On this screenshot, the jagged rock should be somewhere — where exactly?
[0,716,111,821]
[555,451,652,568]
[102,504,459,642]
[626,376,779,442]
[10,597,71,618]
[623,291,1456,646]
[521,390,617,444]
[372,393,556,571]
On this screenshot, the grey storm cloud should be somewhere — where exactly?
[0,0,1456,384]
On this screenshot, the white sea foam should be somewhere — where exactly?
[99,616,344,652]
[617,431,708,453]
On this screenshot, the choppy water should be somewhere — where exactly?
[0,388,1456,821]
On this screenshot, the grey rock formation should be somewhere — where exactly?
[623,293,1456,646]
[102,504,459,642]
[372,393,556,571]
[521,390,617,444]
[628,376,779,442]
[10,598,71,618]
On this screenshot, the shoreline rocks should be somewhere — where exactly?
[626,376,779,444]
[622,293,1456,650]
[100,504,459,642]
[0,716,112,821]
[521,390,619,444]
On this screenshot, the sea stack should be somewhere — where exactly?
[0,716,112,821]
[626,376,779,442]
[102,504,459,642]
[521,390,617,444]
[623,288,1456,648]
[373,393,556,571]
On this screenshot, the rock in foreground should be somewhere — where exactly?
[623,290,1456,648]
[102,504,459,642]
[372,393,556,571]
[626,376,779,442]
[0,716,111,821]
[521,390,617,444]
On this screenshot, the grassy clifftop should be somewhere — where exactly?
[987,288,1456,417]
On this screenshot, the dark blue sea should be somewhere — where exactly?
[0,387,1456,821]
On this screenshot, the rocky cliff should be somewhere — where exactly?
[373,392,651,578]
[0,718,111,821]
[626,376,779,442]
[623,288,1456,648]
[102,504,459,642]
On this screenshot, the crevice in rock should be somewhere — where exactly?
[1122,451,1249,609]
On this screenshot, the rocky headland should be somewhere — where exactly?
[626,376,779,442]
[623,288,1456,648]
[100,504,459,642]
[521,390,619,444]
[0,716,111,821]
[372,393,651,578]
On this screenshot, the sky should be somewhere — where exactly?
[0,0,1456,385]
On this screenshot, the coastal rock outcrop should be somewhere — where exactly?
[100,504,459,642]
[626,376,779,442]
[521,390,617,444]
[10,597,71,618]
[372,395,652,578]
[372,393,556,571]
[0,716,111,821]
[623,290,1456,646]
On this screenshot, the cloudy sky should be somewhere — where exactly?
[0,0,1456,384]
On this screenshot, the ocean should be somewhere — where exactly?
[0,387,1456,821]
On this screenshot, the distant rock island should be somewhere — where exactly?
+ + + + + + +
» **WHAT YOU HAVE TO DO**
Rewrite the lines from the line with "On this screenshot, the dark" to the line with "[0,0,1456,385]", swapping "rocky" for "stony" and leaving everything else the same.

» **SOLUTION FOR THIS TASK**
On this screenshot, the dark blue sea should be somewhere — where exactly?
[0,387,1456,821]
On this screenshot, the stony cliff should be somewhere — where exactly?
[373,392,651,578]
[0,718,111,821]
[626,376,779,442]
[623,288,1456,648]
[102,504,459,642]
On this screenshot, the crevice in rock should be somewhere — where exactly?
[1122,451,1249,609]
On this screenshot, the stony headland should be somewhere — where exactly?
[626,376,779,442]
[623,288,1456,648]
[100,504,459,642]
[521,390,619,444]
[0,716,111,821]
[372,393,651,578]
On this screenshot, the sky should be somewhere — where exactly?
[0,0,1456,385]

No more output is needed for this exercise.